■ **TASK OBJECTIVE**:
Copy the records below word for word, beginning at the line that contains "Q: Identify one point on each instance of the brown" and stopping after the final line of the records.

--- start of PROVIDED DATA ---

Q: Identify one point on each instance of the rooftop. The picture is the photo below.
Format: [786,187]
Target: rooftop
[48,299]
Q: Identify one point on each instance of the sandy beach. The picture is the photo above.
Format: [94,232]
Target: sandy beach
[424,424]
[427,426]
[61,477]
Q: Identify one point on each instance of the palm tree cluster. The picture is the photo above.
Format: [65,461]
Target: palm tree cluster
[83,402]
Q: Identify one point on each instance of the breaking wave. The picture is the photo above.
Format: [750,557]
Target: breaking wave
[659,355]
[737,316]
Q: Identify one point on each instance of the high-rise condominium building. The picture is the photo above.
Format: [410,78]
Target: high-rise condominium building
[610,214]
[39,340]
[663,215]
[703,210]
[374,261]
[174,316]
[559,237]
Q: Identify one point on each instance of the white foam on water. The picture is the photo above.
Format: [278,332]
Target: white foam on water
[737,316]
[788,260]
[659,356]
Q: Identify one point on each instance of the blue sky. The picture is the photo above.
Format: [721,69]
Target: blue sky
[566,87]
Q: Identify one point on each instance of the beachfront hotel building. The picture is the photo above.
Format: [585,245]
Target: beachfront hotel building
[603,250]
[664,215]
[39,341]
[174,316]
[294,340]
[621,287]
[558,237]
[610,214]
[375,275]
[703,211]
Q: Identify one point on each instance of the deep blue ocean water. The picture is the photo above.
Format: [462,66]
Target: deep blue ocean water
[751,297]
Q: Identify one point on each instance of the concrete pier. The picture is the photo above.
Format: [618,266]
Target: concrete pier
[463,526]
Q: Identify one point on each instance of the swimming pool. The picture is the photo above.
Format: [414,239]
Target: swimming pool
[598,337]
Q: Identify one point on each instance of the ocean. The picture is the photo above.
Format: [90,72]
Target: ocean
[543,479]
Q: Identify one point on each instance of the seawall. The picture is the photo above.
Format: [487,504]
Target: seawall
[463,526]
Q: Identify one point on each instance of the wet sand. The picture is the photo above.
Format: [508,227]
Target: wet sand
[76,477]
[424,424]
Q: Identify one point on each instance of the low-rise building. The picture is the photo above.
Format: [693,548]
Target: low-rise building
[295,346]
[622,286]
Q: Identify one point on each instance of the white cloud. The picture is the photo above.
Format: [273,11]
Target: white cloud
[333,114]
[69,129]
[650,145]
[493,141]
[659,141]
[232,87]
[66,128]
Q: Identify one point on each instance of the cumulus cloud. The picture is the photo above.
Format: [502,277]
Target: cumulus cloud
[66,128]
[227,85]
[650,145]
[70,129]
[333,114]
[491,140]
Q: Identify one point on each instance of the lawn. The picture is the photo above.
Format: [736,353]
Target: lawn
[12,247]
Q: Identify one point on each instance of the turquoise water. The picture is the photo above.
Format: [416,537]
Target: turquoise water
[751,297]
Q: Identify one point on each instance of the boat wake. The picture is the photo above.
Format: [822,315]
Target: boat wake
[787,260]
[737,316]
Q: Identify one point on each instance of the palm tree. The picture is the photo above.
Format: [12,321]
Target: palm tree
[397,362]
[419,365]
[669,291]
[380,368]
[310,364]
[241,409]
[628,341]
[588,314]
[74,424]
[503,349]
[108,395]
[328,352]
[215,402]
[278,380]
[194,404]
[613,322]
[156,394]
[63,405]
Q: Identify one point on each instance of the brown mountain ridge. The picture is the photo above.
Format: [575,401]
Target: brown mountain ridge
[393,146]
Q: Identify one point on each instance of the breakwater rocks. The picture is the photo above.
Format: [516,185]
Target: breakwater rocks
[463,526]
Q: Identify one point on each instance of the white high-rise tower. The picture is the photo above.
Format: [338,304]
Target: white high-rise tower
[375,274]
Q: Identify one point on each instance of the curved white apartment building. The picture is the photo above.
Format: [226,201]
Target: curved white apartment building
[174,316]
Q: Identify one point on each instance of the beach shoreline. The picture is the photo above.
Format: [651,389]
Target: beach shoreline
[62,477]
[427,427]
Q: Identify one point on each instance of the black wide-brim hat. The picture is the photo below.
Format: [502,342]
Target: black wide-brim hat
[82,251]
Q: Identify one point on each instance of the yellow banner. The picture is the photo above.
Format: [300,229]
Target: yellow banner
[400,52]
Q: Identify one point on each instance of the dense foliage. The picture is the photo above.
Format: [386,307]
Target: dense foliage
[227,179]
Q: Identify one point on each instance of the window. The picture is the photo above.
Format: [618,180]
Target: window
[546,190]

--- end of PROVIDED DATA ---

■ **THE OUTPUT**:
Q: Identify one point on each instance of the brown mountain ridge. The picture is the photo above.
Format: [575,401]
Target: brown mountain ridge
[393,146]
Q: Identify one point on each instance of the breakwater rocks. The picture is the photo above.
Format: [516,185]
Target: breakwater rocks
[463,526]
Q: Identify one point on each instance of the white high-rise tower. The picture is the photo above.
Format: [338,304]
Target: white high-rise tower
[375,274]
Q: Identify one point on each instance of the curved white apartment building. The picture is the photo above.
Format: [226,201]
Target: curved white apartment building
[174,316]
Q: Identify one point on each instance of the beach shoreline. The picture is the photo above.
Format: [651,389]
Target: beach shoreline
[62,477]
[427,427]
Q: Identify one point on each instance of the black wide-brim hat. The picture is the photo below.
Format: [502,342]
Target: black wide-brim hat
[82,251]
Q: Identify one point on each instance of the yellow banner. The picture is the photo above.
Format: [300,229]
Target: yellow banner
[400,52]
Q: Identify one point on each instance of the dense foliage. The picture is the photo above.
Format: [386,307]
Target: dense foliage
[227,179]
Q: Identify one point on each instance of the window. The picture is the photo above.
Format: [618,180]
Target: window
[546,190]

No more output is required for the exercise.